■ **TASK DESCRIPTION**
Pull out and copy every line in the items below that contains the string "white". Case counts.

■ **DATA PROVIDED**
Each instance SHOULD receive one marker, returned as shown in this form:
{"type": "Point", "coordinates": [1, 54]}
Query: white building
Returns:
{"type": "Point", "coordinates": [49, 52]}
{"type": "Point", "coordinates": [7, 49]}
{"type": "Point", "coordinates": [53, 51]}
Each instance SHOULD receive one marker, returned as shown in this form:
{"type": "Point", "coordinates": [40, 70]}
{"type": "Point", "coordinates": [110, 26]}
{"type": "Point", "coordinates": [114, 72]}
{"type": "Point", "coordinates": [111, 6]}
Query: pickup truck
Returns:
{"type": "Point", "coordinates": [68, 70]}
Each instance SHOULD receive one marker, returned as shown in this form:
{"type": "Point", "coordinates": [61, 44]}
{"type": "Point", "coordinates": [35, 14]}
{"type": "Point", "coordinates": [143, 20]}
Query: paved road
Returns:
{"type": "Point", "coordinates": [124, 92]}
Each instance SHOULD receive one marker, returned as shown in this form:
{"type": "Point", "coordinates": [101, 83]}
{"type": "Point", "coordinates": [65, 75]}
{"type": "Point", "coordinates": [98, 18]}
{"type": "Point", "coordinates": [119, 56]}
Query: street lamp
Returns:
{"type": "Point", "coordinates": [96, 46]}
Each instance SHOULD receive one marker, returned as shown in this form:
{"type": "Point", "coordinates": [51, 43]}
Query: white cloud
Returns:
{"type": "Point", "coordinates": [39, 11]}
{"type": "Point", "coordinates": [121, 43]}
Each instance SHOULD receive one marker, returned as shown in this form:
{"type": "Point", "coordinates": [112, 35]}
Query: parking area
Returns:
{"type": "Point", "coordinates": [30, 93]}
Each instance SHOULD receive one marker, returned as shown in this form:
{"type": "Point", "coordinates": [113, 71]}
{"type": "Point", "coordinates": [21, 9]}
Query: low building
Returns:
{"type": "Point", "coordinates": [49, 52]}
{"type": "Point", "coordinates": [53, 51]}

---

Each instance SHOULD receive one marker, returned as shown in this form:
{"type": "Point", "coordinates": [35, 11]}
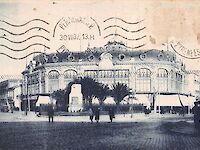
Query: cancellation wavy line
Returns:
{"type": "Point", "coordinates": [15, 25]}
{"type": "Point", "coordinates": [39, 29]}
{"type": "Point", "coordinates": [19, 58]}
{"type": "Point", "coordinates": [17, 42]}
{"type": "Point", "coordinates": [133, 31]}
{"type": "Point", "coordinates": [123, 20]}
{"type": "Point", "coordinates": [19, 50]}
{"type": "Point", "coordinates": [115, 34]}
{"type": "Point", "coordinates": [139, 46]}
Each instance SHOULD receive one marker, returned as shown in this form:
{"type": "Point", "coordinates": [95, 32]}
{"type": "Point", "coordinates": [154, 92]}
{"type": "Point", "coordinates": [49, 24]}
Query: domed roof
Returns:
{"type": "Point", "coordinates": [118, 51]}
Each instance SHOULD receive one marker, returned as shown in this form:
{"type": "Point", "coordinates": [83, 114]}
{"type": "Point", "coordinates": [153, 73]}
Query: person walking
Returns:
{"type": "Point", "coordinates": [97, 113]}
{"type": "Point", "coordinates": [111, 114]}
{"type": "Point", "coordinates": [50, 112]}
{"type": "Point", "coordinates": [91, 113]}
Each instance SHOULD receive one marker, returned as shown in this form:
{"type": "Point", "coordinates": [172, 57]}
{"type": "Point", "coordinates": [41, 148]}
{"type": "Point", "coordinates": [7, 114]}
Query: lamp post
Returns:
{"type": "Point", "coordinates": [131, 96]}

■ **EXERCISE OUTPUT**
Query: white building
Query: white cloud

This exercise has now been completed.